Collected data entries:
--------------------------------------------------
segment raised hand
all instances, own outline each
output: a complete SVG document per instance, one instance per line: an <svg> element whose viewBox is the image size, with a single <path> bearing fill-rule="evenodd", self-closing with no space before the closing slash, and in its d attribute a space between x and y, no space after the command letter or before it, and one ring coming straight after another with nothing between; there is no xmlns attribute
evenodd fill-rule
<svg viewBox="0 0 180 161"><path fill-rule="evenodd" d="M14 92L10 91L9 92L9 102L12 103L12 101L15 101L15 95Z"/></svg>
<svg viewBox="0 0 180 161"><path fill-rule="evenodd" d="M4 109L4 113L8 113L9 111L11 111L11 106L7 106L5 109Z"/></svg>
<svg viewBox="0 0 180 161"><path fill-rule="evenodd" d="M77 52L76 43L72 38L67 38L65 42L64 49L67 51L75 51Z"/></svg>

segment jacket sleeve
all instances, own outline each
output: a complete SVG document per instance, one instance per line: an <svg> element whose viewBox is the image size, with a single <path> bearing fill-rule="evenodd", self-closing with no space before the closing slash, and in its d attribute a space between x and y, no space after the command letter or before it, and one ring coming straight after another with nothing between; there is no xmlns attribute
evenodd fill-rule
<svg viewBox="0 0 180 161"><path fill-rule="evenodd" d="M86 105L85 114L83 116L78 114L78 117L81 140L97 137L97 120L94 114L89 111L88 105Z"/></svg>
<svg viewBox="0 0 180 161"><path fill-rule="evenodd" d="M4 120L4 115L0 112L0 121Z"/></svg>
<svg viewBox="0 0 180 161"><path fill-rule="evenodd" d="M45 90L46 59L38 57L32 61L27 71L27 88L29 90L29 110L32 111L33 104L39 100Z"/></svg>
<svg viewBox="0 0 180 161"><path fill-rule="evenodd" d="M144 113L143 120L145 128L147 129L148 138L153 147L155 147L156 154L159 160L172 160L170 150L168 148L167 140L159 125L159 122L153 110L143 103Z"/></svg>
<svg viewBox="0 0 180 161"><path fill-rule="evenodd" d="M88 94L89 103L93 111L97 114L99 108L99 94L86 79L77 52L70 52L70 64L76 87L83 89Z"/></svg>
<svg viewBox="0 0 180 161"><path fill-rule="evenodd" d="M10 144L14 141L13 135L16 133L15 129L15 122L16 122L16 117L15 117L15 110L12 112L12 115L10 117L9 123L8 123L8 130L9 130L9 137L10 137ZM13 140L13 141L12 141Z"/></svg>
--------------------------------------------------
PROBLEM REQUIREMENTS -
Would you please write out the entries again exactly?

EXPECTED ANSWER -
segment raised hand
all instances, own outline each
output: a complete SVG document per instance, one instance per line: an <svg> element whose viewBox is the image size, with a single <path> bearing fill-rule="evenodd", self-closing with no space before the closing slash, and in its d attribute a space between x and y, no space after the command letter or before it, and one ring coming straight after another with nothing between; there is no xmlns attribute
evenodd fill-rule
<svg viewBox="0 0 180 161"><path fill-rule="evenodd" d="M14 92L10 91L9 92L9 102L12 103L12 101L15 101L15 95Z"/></svg>
<svg viewBox="0 0 180 161"><path fill-rule="evenodd" d="M4 109L4 113L8 113L9 111L11 111L11 106L7 106L5 109Z"/></svg>
<svg viewBox="0 0 180 161"><path fill-rule="evenodd" d="M77 52L76 43L72 38L67 38L65 42L64 49L67 51L75 51Z"/></svg>

segment jacket sleeve
all instances, own outline each
output: a complete SVG document per instance, one instance per line: an <svg> element whose viewBox is the image size, with a single <path> bearing fill-rule="evenodd", self-closing with no space before the closing slash, and in its d attribute a space between x and y, no space after the command letter or before it, and one ring coming straight after another with nothing between; there is no xmlns attribute
evenodd fill-rule
<svg viewBox="0 0 180 161"><path fill-rule="evenodd" d="M86 105L85 114L83 116L78 114L78 117L81 140L97 137L97 120L94 114L89 111L88 105Z"/></svg>
<svg viewBox="0 0 180 161"><path fill-rule="evenodd" d="M4 120L4 115L0 112L0 121Z"/></svg>
<svg viewBox="0 0 180 161"><path fill-rule="evenodd" d="M45 90L46 59L38 57L32 61L27 71L27 88L29 90L29 110L32 111L33 104L39 100Z"/></svg>
<svg viewBox="0 0 180 161"><path fill-rule="evenodd" d="M144 113L143 120L145 128L147 129L148 138L153 147L155 147L156 154L159 160L172 160L170 150L168 148L167 140L159 125L159 122L153 110L143 103Z"/></svg>
<svg viewBox="0 0 180 161"><path fill-rule="evenodd" d="M88 94L89 103L93 111L97 114L99 108L99 94L86 79L77 52L70 52L70 64L76 87L83 89Z"/></svg>
<svg viewBox="0 0 180 161"><path fill-rule="evenodd" d="M10 144L14 141L13 135L16 133L15 129L15 122L16 122L16 117L15 117L15 110L12 112L12 115L10 117L9 123L8 123L8 130L9 130L9 137L10 137ZM13 140L13 141L12 141Z"/></svg>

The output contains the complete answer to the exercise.